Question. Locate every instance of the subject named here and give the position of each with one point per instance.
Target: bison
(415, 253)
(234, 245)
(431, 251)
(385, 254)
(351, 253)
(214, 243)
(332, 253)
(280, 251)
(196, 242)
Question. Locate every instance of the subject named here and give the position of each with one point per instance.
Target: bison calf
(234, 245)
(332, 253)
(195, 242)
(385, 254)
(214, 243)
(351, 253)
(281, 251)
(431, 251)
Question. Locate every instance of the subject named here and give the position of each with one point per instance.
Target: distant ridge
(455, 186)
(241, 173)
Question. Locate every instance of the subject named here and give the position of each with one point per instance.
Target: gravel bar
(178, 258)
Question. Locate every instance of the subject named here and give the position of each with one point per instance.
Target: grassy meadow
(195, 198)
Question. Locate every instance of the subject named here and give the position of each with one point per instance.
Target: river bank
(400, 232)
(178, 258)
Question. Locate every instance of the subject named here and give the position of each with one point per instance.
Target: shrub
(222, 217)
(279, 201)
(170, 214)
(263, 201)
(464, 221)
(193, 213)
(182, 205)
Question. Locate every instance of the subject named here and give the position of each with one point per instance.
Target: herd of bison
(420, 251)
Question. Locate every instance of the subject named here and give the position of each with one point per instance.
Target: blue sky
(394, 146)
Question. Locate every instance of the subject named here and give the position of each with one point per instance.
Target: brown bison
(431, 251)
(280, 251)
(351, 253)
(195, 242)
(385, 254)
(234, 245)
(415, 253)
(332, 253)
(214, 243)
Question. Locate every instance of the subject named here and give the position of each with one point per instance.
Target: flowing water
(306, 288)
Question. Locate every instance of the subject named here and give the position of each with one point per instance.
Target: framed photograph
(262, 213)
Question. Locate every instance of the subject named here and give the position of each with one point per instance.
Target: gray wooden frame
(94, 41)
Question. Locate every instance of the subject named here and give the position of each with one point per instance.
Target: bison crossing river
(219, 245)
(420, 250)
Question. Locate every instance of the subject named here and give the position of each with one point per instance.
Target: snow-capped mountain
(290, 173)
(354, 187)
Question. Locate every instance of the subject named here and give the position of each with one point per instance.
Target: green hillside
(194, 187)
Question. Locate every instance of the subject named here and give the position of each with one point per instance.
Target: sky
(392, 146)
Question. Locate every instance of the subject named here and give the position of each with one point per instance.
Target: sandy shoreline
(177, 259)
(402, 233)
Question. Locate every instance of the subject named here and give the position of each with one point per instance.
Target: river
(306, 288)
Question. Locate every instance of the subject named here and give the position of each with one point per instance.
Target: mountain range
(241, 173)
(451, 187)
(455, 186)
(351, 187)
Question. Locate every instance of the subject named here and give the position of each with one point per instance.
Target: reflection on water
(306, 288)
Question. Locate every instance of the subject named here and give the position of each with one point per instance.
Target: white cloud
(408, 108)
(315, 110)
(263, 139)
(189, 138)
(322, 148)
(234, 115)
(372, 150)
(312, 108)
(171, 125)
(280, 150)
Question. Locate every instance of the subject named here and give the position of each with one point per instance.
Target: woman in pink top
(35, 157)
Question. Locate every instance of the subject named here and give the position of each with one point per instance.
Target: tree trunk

**Assignment:** Your answer must be the full listing above, reproduced exactly.

**Task result:**
Question. Locate every instance of the subject named here and give the position of each with one point per instance.
Target: bison
(415, 253)
(234, 245)
(431, 251)
(385, 254)
(351, 253)
(214, 243)
(332, 253)
(280, 251)
(196, 242)
Question. Locate every instance of the subject named here and give the position of each with one point per instance.
Target: bison calf
(234, 245)
(332, 253)
(195, 242)
(385, 254)
(214, 243)
(351, 253)
(281, 251)
(431, 251)
Question. Locate every instance of the subject named here and give the position of each with one point per instance.
Target: distant ridge
(455, 186)
(241, 173)
Question. Locate every instance of the subject named here and give the position of each with one point per instance.
Target: gravel bar
(178, 258)
Question. Locate every instance of the subject named here and give the position of each with one point per instance.
Target: grassy meadow
(195, 198)
Question. Locate every instance of the subject named here and give the position of each with one point per instance.
Target: river bank
(400, 232)
(178, 258)
Question. Locate every instance of the subject named here and give the position of each with one point per instance.
Target: shrub
(222, 217)
(279, 201)
(170, 214)
(263, 201)
(464, 221)
(193, 213)
(182, 205)
Question. Locate every instance of the subject named here and give the position of each with one point per instance.
Target: herd of bison
(420, 251)
Question. Locate every instance of the subject named here and give the position of each with one point per instance.
Target: blue sky
(394, 146)
Question. Locate every instance of the subject named here and give the position of each with one point per instance.
Target: brown bison
(431, 251)
(280, 251)
(351, 253)
(195, 242)
(385, 254)
(234, 245)
(415, 253)
(332, 253)
(214, 243)
Question. Locate every instance of the subject named here and give the position of each with one point per instance.
Target: flowing water
(306, 288)
Question. Locate every instance of the subject named here and give the position of each with one point per instance.
Target: framed photograph
(262, 213)
Question. Locate every instance of the subject named here and give the position of each with one point per instance.
Target: gray wooden frame
(94, 41)
Question. Locate every instance of the subject named here and give the position of each with one point per instance.
Target: bison crossing river
(219, 245)
(420, 250)
Question. Locate every instance of the subject named here and give the position of each with one point per instance.
Target: snow-capped mountain
(290, 173)
(354, 187)
Question. Locate every instance of the subject named here and give the position of each with one point per instance.
Target: green hillside
(194, 187)
Question. Locate every instance of the subject named here and give the position of each with one point per instance.
Target: sky
(392, 146)
Question. Locate every instance of the subject named here and give the position of each with one point per instance.
Target: sandy shoreline
(177, 259)
(402, 233)
Question. Locate every instance of the subject named here and give the position of each with one point per instance.
Target: river
(306, 288)
Question. Locate every instance of the subject named here and give the position of each with one point per instance.
Target: mountain range
(241, 173)
(451, 187)
(455, 186)
(351, 187)
Question. Locate every instance of the subject named here and give the position of each with one point per instance.
Target: reflection on water
(306, 288)
Question. Locate every instance of the subject named here and give the position of each with one point per instance.
Target: white cloud
(408, 108)
(315, 110)
(263, 139)
(189, 138)
(322, 148)
(234, 115)
(372, 150)
(312, 108)
(171, 125)
(280, 150)
Question. Locate every instance of the subject named here and give the position of each with one point per instance.
Target: woman in pink top
(35, 157)
Question. Locate every instance of the subject named here and give the position of each with one point per instance.
Target: tree trunk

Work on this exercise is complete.